YOUR OBJECTIVE: Reproduce word for word the stretch of the grid-sweep section below from "b = L_target" through "panel_aspect_ratio(alpha_fixed, m, n, W_target, L_target)".

SELECTED EXTRACT:
▬▬▬▬▬▬

6.2 When the Grid is Also a Variable

If we allow \(m\) and \(n\) to vary (they are integers), the problem becomes a mixed-integer nonlinear program. For small ranges, we can sweep all feasible grid combinations and pick the best.

Code
def panel_aspect_ratio(alpha, m, n, W_target, L_target):
    """Return aspect ratio a/b for given grid and targets."""
    a = W_target / (2 * m * np.cos(alpha))
    b = L_target / n
    return a / b

# Grid sweep: find all (m,n) combinations within panel aspect ratio bounds
W_target, L_target, rho_target = 2.0, 0.5, 0.15
alpha_fixed = np.arcsin(rho_target)
ar_min, ar_max = 0.5, 2.0   # acceptable panel aspect ratios

results = []
for m in range(2, 20):
    for n in range(2, 12):
        ar = panel_aspect_ratio(alpha_fixed, m, n, W_target, L_target)

▬▬▬▬▬▬

Stored data entries
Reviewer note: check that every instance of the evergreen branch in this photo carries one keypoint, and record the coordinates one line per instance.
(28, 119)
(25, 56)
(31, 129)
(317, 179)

▬▬▬▬▬▬

COMPLETED TASK:
b = L_target / n
    return a / b

# Grid sweep: find all (m,n) combinations within panel aspect ratio bounds
W_target, L_target, rho_target = 2.0, 0.5, 0.15
alpha_fixed = np.arcsin(rho_target)
ar_min, ar_max = 0.5, 2.0   # acceptable panel aspect ratios

results = []
for m in range(2, 20):
    for n in range(2, 12):
        ar = panel_aspect_ratio(alpha_fixed, m, n, W_target, L_target)